▶ Aim:
Which lines in the rows below contain the string "jacket"? Gather and copy every one of them, treating uppercase and lowercase as different.

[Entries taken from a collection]
-=-=-=-=-
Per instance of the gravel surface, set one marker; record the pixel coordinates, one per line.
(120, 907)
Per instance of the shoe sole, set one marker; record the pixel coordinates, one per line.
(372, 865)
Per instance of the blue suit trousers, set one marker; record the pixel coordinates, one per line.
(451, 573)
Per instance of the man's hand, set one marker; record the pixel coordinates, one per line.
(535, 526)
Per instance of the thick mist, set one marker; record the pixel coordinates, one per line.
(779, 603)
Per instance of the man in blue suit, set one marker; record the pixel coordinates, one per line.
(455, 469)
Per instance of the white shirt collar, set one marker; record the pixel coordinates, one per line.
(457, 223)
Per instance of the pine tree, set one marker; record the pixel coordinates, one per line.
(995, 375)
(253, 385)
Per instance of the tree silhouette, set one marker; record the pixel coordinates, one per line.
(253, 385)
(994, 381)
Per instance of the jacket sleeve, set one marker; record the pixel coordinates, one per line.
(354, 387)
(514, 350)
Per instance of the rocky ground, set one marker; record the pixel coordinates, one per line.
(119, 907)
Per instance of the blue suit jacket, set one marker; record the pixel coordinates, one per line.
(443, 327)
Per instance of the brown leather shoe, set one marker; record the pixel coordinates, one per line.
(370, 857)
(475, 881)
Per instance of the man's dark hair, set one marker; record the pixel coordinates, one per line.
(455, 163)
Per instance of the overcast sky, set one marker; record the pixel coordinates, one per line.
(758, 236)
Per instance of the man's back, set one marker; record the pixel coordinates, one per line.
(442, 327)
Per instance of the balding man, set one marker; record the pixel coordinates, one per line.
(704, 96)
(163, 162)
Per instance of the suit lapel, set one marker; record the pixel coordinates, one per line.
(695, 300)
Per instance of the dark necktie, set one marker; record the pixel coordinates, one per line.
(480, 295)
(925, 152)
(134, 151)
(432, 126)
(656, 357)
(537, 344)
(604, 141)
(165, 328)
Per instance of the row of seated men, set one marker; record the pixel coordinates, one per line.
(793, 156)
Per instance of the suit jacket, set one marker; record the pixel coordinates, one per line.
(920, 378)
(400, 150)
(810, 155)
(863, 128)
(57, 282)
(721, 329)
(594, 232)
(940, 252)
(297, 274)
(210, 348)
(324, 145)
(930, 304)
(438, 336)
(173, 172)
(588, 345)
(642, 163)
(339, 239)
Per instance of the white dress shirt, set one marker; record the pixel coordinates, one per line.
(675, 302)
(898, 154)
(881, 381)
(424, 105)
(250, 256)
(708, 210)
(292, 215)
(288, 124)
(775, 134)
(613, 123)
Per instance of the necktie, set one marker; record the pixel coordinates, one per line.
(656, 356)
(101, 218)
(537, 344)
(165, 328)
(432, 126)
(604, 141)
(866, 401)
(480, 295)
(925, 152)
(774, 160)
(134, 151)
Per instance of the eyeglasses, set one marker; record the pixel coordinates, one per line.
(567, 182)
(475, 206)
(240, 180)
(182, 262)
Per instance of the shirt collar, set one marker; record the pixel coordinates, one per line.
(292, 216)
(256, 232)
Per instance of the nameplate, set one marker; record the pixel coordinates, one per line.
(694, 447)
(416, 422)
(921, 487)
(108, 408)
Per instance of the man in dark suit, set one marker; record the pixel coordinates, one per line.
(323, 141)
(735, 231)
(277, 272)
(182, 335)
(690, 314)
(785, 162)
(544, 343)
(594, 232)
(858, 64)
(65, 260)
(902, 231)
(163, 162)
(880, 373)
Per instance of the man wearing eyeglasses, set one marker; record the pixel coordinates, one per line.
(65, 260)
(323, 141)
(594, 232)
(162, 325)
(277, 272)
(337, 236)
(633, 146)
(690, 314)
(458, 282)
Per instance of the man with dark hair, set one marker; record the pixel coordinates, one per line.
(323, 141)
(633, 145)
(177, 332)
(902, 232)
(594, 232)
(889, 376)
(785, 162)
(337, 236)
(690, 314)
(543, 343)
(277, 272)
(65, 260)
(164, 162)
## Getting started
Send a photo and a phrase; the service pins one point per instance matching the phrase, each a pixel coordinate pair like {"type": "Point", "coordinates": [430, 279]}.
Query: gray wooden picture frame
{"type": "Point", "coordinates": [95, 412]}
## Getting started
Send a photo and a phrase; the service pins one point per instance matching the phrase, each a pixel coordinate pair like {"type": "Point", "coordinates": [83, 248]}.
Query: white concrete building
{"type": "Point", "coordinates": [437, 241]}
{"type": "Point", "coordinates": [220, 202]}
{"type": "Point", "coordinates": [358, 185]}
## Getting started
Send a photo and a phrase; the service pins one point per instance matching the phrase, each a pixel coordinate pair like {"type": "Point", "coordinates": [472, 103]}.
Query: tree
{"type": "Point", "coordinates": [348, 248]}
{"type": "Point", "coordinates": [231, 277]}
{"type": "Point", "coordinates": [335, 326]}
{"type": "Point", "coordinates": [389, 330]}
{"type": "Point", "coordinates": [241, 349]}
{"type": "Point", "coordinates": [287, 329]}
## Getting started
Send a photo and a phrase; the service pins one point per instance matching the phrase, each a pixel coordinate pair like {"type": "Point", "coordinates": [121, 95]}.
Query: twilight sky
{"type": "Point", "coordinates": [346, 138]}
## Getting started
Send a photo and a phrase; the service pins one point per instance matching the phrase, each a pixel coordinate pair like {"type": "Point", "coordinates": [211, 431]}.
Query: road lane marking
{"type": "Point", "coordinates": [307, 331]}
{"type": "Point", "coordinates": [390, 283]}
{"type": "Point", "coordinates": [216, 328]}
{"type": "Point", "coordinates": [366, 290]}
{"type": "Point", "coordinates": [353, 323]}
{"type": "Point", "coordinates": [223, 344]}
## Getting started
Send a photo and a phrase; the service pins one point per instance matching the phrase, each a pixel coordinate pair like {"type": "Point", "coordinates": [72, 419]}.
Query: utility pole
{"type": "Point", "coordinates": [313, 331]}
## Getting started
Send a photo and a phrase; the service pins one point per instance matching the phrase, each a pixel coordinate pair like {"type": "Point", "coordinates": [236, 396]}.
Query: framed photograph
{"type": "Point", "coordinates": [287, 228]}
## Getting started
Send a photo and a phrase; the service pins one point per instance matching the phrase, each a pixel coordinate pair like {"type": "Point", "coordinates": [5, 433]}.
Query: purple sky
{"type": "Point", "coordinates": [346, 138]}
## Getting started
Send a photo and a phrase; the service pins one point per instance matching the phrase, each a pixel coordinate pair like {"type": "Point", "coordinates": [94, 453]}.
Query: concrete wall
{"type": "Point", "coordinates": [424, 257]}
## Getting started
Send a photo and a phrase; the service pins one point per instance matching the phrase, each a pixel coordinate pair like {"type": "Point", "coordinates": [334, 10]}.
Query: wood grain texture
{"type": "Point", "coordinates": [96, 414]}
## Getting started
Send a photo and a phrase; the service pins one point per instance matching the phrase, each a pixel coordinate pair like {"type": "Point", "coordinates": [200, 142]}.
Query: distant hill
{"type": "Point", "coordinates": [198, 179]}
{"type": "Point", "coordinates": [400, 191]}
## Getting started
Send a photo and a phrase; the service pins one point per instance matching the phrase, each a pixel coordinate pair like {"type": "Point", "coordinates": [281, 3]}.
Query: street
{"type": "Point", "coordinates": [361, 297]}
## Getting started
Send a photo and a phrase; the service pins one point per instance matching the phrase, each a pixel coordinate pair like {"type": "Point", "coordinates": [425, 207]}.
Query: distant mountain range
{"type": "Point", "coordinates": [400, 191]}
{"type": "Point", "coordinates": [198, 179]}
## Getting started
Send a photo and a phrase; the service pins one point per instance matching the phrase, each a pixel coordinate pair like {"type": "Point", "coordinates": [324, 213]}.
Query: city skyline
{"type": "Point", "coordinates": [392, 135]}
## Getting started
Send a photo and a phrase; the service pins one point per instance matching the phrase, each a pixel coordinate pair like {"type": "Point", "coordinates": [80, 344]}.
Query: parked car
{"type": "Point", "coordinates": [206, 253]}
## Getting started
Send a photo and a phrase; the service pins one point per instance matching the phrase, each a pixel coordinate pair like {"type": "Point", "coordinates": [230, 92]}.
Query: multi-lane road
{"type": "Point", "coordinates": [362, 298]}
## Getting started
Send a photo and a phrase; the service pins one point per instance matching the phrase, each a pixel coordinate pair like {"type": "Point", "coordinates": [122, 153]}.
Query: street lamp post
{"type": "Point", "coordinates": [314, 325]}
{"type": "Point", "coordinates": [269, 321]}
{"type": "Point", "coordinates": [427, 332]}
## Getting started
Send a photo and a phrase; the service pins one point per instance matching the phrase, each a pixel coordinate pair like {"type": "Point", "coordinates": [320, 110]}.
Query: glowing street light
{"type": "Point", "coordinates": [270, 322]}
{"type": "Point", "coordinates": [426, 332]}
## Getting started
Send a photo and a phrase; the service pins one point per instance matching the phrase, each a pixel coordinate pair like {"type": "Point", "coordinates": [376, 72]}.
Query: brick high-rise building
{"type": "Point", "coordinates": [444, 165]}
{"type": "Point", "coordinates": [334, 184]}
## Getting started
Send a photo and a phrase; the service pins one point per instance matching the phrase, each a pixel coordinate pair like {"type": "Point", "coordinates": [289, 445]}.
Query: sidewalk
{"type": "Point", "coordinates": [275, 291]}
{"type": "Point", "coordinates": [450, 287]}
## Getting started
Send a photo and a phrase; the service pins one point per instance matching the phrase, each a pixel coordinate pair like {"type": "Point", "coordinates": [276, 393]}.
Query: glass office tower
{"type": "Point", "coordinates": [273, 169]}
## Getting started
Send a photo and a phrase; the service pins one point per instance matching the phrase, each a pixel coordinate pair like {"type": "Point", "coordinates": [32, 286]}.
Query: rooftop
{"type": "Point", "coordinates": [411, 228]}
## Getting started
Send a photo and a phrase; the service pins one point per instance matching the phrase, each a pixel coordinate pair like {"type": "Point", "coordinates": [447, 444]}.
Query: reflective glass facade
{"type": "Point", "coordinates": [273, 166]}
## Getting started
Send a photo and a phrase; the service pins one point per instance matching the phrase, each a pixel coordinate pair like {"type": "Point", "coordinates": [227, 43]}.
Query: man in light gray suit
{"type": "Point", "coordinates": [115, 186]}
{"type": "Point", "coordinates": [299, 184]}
-=-=-=-=-
▶ Output of the task:
Per instance of the jacket sleeve, set one marker; record the pixel coordinates, one per line.
Per instance of the blue suit jacket, set one marker; record the pixel coordinates, one per line.
Per instance of the suit jacket, set one marker; record the pixel coordinates, one per line.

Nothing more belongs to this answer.